> PROBLEM
Repeat, exactly as written, the lines from the one with "Objective — for every instance of the blue" to the final line of the listing, and keep every picture out.
(Beginning of RECORDS TO USE)
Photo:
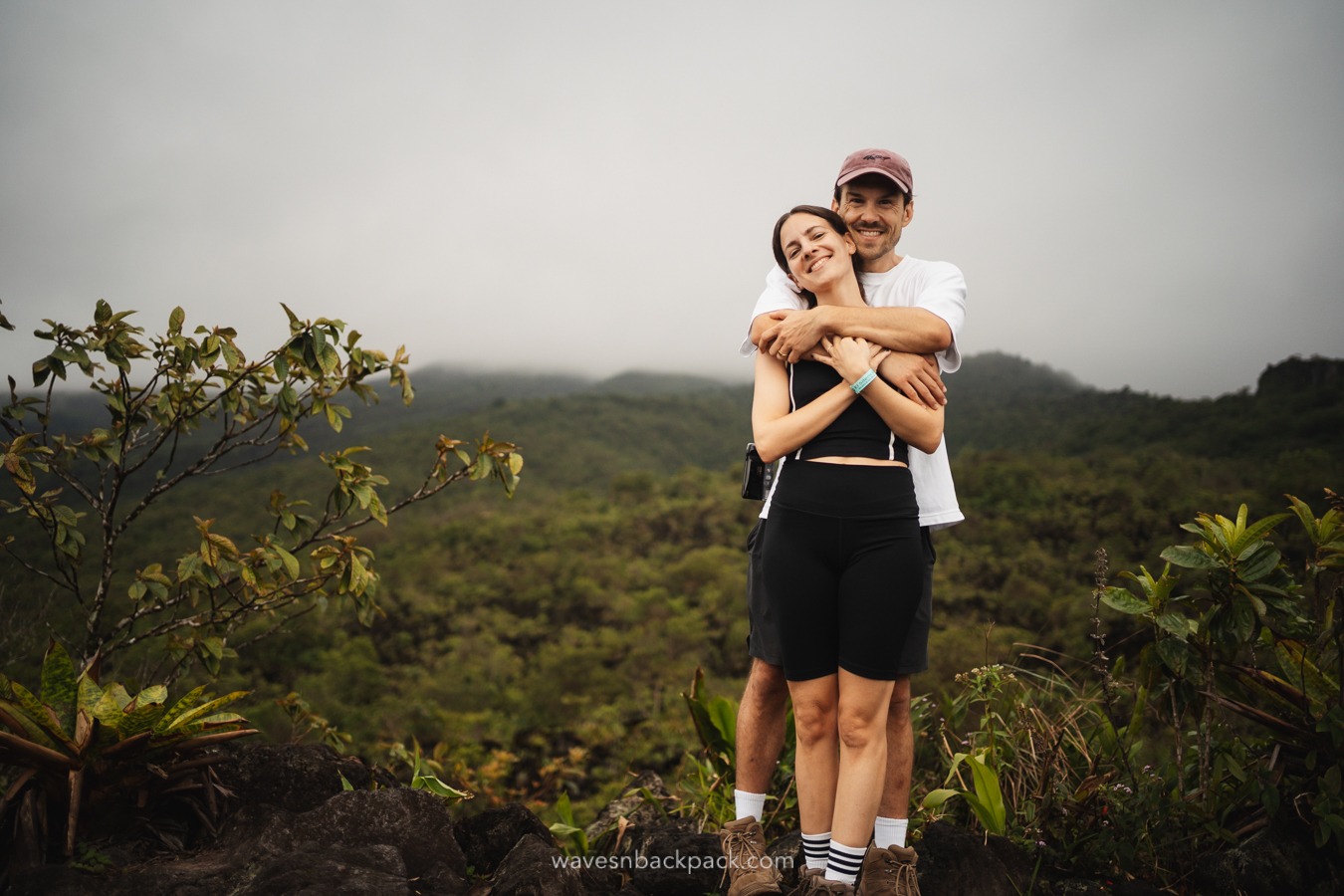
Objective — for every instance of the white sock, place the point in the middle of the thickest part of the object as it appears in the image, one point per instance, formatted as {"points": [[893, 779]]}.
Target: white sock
{"points": [[844, 861], [890, 831], [816, 849], [749, 803]]}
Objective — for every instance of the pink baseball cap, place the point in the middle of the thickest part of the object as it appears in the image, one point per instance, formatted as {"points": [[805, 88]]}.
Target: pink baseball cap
{"points": [[878, 161]]}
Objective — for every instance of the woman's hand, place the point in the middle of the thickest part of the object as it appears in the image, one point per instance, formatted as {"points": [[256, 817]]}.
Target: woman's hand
{"points": [[851, 357]]}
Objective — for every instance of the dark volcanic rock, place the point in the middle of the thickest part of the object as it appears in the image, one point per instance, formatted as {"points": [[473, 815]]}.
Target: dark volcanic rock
{"points": [[386, 841], [293, 777], [487, 838], [953, 860], [1274, 861], [671, 860], [537, 868]]}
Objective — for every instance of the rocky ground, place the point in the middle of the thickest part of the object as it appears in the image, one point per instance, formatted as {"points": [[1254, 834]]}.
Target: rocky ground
{"points": [[291, 827]]}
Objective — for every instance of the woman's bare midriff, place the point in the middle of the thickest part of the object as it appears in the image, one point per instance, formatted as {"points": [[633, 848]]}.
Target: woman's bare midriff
{"points": [[856, 461]]}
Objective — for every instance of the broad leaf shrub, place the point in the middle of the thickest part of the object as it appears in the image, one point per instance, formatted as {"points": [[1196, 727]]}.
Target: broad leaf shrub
{"points": [[77, 745], [1222, 714], [183, 406]]}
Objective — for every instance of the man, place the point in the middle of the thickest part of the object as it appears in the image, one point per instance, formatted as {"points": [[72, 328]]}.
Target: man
{"points": [[916, 308]]}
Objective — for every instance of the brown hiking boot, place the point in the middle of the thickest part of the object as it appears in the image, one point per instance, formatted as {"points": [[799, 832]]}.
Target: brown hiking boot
{"points": [[889, 872], [749, 868]]}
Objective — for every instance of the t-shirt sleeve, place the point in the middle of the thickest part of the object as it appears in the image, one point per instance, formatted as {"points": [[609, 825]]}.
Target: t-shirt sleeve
{"points": [[945, 295], [779, 293]]}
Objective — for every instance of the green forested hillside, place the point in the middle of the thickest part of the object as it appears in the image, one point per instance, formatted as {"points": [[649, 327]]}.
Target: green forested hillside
{"points": [[548, 637]]}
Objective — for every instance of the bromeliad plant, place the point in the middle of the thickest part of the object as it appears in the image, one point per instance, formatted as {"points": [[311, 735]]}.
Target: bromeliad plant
{"points": [[78, 742], [1251, 639]]}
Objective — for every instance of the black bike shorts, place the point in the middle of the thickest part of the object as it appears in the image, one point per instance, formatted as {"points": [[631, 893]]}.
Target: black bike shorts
{"points": [[843, 563]]}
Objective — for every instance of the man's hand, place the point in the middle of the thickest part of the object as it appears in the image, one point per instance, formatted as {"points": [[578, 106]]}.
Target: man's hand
{"points": [[916, 376], [793, 335]]}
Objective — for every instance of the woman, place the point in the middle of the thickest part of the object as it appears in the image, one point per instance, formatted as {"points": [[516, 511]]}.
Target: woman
{"points": [[841, 554]]}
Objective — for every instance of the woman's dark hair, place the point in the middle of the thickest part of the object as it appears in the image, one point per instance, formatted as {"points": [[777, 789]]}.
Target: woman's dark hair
{"points": [[836, 225]]}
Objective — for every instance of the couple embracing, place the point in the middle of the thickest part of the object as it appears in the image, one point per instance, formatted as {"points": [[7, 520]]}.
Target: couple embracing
{"points": [[848, 396]]}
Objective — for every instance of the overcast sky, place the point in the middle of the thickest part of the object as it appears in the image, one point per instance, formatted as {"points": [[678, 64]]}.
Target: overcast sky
{"points": [[1141, 192]]}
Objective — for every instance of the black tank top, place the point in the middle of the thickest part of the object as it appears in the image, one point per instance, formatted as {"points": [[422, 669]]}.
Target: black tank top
{"points": [[859, 430]]}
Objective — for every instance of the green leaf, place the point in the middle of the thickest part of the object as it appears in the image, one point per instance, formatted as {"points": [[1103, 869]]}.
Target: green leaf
{"points": [[995, 813], [1174, 623], [60, 689], [936, 798], [1262, 560], [1124, 600], [1175, 654], [1189, 558]]}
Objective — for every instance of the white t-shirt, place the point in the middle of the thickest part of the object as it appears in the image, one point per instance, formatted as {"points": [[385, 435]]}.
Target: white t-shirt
{"points": [[936, 287]]}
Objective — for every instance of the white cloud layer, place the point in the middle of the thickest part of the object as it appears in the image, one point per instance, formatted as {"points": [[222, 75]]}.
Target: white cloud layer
{"points": [[1143, 193]]}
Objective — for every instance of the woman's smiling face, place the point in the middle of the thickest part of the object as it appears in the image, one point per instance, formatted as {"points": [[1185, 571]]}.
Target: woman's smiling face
{"points": [[817, 256]]}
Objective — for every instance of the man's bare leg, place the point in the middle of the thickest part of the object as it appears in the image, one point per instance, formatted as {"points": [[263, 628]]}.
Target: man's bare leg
{"points": [[760, 737], [901, 762]]}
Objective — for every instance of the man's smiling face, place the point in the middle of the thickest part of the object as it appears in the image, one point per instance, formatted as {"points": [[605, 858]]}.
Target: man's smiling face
{"points": [[875, 210]]}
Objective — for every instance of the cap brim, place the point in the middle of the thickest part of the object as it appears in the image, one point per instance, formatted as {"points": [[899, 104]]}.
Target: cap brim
{"points": [[872, 171]]}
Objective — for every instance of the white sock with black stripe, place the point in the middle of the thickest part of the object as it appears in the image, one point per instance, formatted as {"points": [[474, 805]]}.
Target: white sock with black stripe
{"points": [[844, 861], [816, 849]]}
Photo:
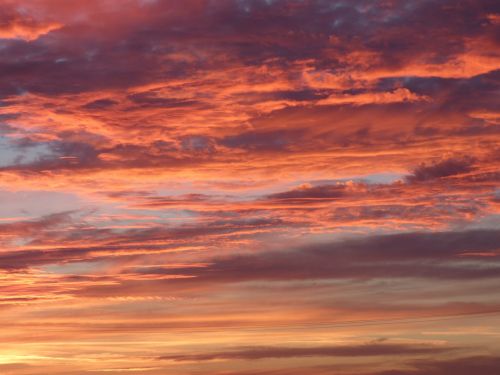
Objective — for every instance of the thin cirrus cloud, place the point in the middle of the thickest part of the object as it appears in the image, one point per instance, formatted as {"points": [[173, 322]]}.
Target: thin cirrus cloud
{"points": [[260, 186]]}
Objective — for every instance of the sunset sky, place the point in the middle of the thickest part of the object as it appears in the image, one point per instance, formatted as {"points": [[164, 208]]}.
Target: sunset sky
{"points": [[250, 187]]}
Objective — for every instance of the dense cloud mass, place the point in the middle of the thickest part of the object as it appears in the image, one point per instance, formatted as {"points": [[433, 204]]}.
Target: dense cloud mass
{"points": [[250, 187]]}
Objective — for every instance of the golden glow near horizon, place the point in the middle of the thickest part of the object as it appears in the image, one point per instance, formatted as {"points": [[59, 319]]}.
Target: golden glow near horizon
{"points": [[249, 187]]}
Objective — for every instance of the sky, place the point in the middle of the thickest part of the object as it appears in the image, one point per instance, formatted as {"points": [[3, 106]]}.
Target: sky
{"points": [[250, 187]]}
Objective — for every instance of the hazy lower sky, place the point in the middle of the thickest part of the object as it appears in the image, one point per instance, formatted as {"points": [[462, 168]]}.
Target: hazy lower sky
{"points": [[250, 187]]}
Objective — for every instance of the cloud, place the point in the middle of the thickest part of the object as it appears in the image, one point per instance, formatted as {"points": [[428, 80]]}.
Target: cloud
{"points": [[443, 168], [364, 350]]}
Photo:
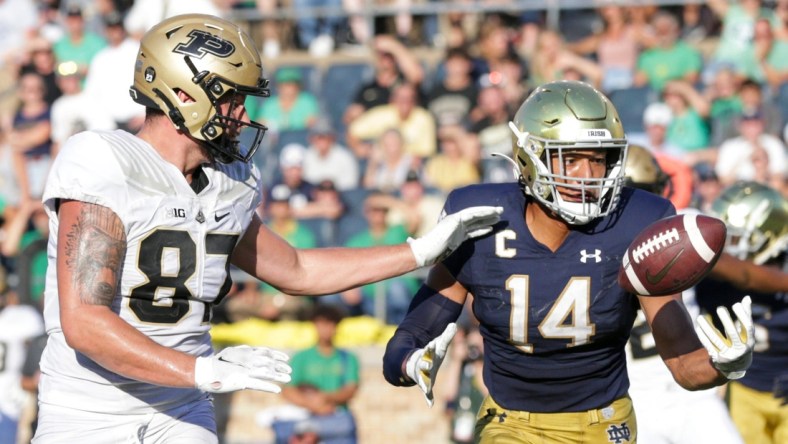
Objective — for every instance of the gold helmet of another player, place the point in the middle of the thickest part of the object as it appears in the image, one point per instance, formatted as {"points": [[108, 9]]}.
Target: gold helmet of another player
{"points": [[642, 171], [564, 116], [757, 220], [216, 65]]}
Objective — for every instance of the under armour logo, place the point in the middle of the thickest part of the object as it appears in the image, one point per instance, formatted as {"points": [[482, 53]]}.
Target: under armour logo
{"points": [[491, 414], [618, 434], [584, 256]]}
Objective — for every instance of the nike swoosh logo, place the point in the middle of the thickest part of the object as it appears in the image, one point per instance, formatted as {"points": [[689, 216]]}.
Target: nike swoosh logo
{"points": [[662, 273]]}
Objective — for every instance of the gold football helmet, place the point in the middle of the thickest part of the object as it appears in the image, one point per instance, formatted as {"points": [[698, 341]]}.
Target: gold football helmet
{"points": [[757, 220], [564, 116], [217, 65], [642, 171]]}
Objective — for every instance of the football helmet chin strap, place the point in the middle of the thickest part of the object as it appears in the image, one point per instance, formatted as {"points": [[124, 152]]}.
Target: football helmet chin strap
{"points": [[571, 212]]}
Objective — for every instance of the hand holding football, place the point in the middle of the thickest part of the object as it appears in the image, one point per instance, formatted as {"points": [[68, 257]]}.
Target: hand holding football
{"points": [[672, 255]]}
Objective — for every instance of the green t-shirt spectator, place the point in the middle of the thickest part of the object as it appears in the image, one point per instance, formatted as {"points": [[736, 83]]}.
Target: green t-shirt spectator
{"points": [[726, 106], [81, 53], [662, 65], [688, 132], [736, 37], [325, 373], [275, 117], [38, 265]]}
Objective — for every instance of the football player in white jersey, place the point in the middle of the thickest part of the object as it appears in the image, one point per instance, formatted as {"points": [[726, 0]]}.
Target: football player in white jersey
{"points": [[19, 324], [143, 231], [668, 414]]}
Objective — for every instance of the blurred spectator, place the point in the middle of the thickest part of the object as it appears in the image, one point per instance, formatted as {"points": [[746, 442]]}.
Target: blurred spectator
{"points": [[30, 137], [454, 95], [325, 159], [494, 45], [722, 104], [144, 14], [291, 163], [395, 293], [415, 123], [514, 80], [752, 99], [656, 120], [738, 28], [42, 62], [770, 55], [78, 45], [456, 164], [687, 129], [707, 186], [388, 163], [552, 61], [50, 26], [19, 324], [416, 209], [616, 47], [74, 111], [17, 18], [289, 108], [490, 129], [394, 64], [324, 380], [316, 31], [31, 373], [698, 23], [465, 389], [669, 59], [261, 300], [110, 74], [754, 155]]}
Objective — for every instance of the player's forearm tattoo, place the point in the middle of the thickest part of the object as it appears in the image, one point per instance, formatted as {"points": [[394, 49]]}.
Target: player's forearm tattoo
{"points": [[95, 248]]}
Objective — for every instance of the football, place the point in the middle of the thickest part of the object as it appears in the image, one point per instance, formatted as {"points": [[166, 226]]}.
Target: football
{"points": [[672, 254]]}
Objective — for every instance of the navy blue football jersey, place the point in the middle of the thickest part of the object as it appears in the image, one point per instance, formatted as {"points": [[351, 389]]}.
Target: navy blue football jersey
{"points": [[770, 316], [554, 323]]}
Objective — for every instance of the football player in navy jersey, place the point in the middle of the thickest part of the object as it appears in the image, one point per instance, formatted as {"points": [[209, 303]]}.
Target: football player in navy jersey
{"points": [[757, 220], [143, 230], [544, 286]]}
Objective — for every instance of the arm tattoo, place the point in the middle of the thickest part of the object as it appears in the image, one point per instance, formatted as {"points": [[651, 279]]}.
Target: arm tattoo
{"points": [[95, 248]]}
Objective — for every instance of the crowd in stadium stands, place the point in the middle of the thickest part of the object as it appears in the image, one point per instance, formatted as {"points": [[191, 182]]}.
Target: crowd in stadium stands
{"points": [[362, 152]]}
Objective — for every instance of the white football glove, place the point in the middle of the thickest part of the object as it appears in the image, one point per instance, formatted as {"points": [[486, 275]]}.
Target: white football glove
{"points": [[731, 355], [451, 231], [242, 367], [422, 366]]}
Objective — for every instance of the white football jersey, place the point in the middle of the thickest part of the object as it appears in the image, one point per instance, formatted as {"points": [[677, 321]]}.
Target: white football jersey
{"points": [[176, 265], [18, 325]]}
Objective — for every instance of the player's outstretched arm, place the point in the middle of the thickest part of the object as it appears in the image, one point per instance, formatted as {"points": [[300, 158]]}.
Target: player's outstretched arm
{"points": [[677, 343], [748, 276], [730, 352], [265, 255], [91, 249]]}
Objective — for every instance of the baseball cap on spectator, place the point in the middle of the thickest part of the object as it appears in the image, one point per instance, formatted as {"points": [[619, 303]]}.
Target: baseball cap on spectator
{"points": [[657, 114], [292, 155], [285, 75], [321, 127]]}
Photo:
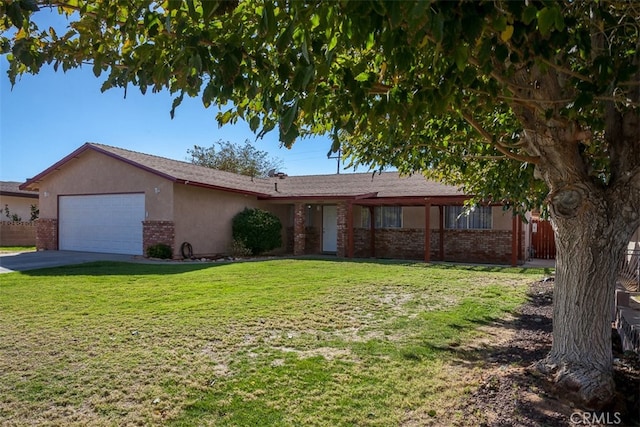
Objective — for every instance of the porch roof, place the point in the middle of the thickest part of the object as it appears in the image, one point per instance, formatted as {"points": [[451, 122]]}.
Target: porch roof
{"points": [[350, 186]]}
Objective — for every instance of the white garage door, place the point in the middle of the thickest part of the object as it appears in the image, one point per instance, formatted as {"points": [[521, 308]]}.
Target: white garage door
{"points": [[107, 223]]}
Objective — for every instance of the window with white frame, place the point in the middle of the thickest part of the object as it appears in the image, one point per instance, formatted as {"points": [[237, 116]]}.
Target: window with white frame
{"points": [[386, 217], [458, 218]]}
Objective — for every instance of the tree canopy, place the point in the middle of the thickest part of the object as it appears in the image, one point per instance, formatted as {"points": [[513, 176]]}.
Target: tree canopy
{"points": [[231, 157], [518, 102]]}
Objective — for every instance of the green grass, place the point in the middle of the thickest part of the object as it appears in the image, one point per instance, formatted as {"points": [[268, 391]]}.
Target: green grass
{"points": [[11, 249], [284, 342]]}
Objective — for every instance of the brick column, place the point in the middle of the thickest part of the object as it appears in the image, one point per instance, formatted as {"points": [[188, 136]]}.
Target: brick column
{"points": [[299, 222], [154, 232], [47, 234], [343, 229]]}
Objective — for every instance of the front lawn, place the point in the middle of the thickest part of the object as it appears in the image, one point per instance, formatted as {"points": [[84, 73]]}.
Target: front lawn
{"points": [[283, 342], [13, 249]]}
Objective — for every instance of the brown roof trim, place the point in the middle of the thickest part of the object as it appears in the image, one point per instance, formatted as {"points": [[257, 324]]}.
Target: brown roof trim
{"points": [[132, 163], [318, 197], [413, 201], [16, 194], [260, 196]]}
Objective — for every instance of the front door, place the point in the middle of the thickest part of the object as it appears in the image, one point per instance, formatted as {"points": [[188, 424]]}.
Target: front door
{"points": [[329, 229]]}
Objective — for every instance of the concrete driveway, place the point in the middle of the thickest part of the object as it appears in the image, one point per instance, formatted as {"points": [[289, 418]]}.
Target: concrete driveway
{"points": [[24, 261]]}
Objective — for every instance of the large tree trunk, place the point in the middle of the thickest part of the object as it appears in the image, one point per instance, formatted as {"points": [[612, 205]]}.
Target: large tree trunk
{"points": [[581, 358]]}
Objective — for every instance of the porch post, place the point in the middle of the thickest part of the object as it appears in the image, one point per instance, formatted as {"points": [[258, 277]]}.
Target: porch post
{"points": [[372, 231], [299, 222], [514, 241], [441, 219], [350, 239], [427, 231]]}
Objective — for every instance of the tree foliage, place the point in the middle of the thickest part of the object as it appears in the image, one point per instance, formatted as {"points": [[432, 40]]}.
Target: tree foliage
{"points": [[231, 157], [450, 88]]}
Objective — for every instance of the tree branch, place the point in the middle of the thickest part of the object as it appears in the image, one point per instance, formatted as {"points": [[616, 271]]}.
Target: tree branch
{"points": [[478, 127]]}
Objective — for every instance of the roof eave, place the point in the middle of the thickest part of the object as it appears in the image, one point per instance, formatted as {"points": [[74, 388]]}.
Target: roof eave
{"points": [[260, 196], [31, 183]]}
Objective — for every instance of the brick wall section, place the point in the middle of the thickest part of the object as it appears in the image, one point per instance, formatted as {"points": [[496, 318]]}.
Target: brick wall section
{"points": [[481, 246], [484, 246], [299, 221], [342, 210], [47, 234], [154, 232], [288, 242], [18, 233]]}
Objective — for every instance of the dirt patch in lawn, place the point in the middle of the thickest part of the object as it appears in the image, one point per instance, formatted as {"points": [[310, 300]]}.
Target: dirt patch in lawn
{"points": [[509, 395]]}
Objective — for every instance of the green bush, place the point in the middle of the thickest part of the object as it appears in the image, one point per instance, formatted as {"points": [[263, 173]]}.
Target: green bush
{"points": [[238, 249], [258, 230], [160, 250]]}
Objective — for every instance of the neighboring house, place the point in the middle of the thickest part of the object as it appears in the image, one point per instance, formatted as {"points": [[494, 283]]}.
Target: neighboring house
{"points": [[16, 204], [107, 199]]}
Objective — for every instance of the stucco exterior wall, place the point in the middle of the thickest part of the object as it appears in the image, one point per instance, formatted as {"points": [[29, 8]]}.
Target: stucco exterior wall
{"points": [[204, 217], [20, 206], [96, 173]]}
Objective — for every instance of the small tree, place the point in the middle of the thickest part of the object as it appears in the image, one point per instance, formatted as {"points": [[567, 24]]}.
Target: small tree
{"points": [[242, 159], [258, 230]]}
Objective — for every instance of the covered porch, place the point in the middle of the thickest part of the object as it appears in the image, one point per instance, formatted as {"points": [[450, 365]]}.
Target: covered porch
{"points": [[421, 233]]}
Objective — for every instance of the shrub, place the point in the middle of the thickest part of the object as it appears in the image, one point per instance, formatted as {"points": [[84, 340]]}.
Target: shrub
{"points": [[258, 230], [238, 249], [160, 250]]}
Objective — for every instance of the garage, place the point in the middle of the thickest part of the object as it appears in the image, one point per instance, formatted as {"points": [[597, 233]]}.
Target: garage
{"points": [[107, 223]]}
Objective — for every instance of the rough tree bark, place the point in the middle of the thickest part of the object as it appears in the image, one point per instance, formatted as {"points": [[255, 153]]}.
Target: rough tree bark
{"points": [[589, 244], [593, 218]]}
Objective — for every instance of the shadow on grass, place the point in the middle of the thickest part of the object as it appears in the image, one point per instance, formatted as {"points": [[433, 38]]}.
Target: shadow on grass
{"points": [[519, 396], [482, 268], [117, 268]]}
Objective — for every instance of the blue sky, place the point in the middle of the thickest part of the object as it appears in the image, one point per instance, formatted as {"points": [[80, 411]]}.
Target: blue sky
{"points": [[45, 117]]}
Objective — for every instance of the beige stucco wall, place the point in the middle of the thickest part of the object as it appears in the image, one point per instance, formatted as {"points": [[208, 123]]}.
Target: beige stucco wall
{"points": [[20, 206], [96, 173], [204, 217]]}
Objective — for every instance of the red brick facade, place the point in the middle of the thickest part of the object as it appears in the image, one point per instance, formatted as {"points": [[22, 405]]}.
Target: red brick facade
{"points": [[154, 232], [480, 246], [47, 234], [18, 233]]}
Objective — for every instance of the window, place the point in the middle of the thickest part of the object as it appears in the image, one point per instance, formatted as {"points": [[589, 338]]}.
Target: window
{"points": [[479, 218], [386, 217]]}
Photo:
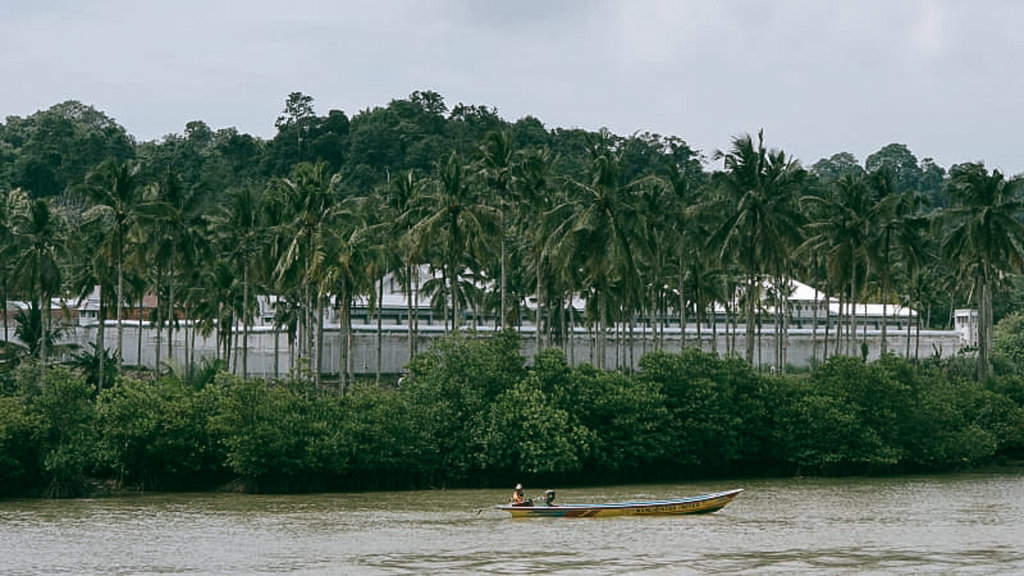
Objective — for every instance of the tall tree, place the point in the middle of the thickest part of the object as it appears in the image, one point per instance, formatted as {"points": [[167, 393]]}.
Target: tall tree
{"points": [[497, 167], [39, 249], [459, 224], [114, 193], [984, 238], [309, 197], [599, 236], [761, 219]]}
(End of RECORDS TO USE)
> RESPONSE BELOW
Objective — for every instance of the blue sky, place the point in the middle of the thickest part of the object as it appears in the image, one point per instance, formatted as {"points": [[80, 411]]}.
Target: blue sky
{"points": [[45, 117]]}
Objective — for every instance of the beige stucco wall, place the point in the middle of the thickest part of the object as it appears in the image, one point per instance, formatted as {"points": [[208, 123]]}.
Target: beige stucco wall
{"points": [[20, 206], [96, 173], [204, 217]]}
Objective — for every instance of the red brick facade, place the point in the middle of the thickest part of the object as it appears in the image, one point per instance, formatted as {"points": [[22, 405]]}.
Target: red brick facade
{"points": [[154, 232], [480, 246], [47, 234], [18, 233]]}
Objective — for every instance of the window, place the point in the middle of the thickest part of the object as it appears in the image, one point per instance, formatted as {"points": [[589, 338]]}.
Target: window
{"points": [[479, 218], [386, 217]]}
Photo:
Objective — for every instance of the tall tree, place the point in the middle of the thickest part of the object as it appears in the image, one point per instance, formatted as {"points": [[167, 393]]}.
Target: tall tree
{"points": [[497, 167], [39, 249], [459, 224], [114, 193], [984, 238], [309, 197], [599, 236], [761, 219]]}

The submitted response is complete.